### Фрагмент для чтения

================================

Николай II, разумеется, придерживался противоположной точки зрения и, полагаю, в названных авторах искал противоположное ленинским мыслям и ощущениям. 23 июня, в субботу, появляется крайне любопытная дневниковая заметка: «Все эти дни, по обыкновению, много читал; сегодня начал VII том Салтыкова-Щедрина. Очень нравятся мне его повести, рассказы и статьи». Жизненная коллизия, назревшая в Ипатьевском доме, при ближайшем рассмотрении была совершенно щедринской: воровство, притеснения, самодурство и грубость, ничем не вызванная и ничем не спровоцированная.

За две декады до расстрела под 28 июня император заносит: «Начал читать VIII том Салтыкова[-Щедрина]». В течение пяти дней, что называется, отмахал довольно объемистую книгу. Проза у Михаила Евграфовича плотная, густая, диалоги тяжеловесные, насыщенные сатирической информацией. Велосипедному прогону здесь дороги нет.

================================

### Исходный материал

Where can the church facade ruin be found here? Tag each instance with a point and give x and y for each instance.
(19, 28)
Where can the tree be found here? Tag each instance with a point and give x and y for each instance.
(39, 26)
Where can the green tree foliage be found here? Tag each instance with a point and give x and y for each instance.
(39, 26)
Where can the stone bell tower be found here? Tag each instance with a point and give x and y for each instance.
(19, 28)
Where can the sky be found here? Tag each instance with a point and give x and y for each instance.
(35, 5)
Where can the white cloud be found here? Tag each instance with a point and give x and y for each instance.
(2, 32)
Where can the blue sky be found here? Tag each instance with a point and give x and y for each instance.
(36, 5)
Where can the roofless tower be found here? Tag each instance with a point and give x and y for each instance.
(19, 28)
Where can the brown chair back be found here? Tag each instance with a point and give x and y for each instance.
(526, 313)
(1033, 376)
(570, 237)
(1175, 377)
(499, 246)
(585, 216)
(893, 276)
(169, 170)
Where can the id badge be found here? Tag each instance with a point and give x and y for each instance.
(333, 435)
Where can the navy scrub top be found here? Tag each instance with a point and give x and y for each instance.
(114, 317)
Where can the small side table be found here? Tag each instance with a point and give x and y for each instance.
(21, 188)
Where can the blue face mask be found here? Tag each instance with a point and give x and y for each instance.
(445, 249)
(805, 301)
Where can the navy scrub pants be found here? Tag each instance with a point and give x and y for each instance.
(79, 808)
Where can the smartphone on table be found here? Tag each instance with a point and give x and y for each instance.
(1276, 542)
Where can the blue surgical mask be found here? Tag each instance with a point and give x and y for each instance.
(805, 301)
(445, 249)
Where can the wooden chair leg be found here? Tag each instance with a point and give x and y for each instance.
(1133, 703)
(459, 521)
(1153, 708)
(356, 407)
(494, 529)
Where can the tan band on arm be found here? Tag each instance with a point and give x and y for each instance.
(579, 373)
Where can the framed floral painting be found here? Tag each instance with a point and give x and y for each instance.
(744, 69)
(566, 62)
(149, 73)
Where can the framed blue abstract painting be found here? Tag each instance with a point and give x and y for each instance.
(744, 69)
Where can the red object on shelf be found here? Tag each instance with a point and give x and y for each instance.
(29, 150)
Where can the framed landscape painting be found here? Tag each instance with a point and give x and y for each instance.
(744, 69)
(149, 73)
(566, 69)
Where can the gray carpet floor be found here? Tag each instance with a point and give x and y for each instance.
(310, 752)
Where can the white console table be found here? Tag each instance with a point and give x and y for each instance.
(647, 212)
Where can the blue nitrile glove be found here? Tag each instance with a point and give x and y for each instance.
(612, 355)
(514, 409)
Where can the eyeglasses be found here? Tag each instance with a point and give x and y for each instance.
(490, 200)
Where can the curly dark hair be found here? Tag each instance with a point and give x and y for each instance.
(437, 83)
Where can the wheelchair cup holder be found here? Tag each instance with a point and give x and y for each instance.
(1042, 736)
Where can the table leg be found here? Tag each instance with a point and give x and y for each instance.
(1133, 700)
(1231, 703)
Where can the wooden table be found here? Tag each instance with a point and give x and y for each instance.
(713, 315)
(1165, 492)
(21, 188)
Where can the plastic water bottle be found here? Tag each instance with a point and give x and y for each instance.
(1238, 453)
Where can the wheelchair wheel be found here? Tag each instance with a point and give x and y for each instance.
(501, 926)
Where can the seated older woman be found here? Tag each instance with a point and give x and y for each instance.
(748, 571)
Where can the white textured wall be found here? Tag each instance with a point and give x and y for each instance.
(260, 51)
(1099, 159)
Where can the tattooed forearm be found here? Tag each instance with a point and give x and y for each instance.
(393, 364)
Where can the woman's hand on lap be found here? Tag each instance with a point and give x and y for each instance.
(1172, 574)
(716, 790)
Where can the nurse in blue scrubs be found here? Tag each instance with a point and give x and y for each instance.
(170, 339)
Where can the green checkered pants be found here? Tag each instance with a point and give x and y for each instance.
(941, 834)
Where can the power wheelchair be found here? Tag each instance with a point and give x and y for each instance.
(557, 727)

================================

Можете привести фрагмент о чтении Салтыкова-Щедрина между словами «За две декады» и «здесь дороги нет.» включительно, обновив его так, чтобы вместо «император» стояло «царь»? Этот материал существует отдельно от фрагмента.

За две декады до расстрела под 28 июня царь заносит: «Начал читать VIII том Салтыкова[-Щедрина]». В течение пяти дней, что называется, отмахал довольно объемистую книгу. Проза у Михаила Евграфовича плотная, густая, диалоги тяжеловесные, насыщенные сатирической информацией. Велосипедному прогону здесь дороги нет.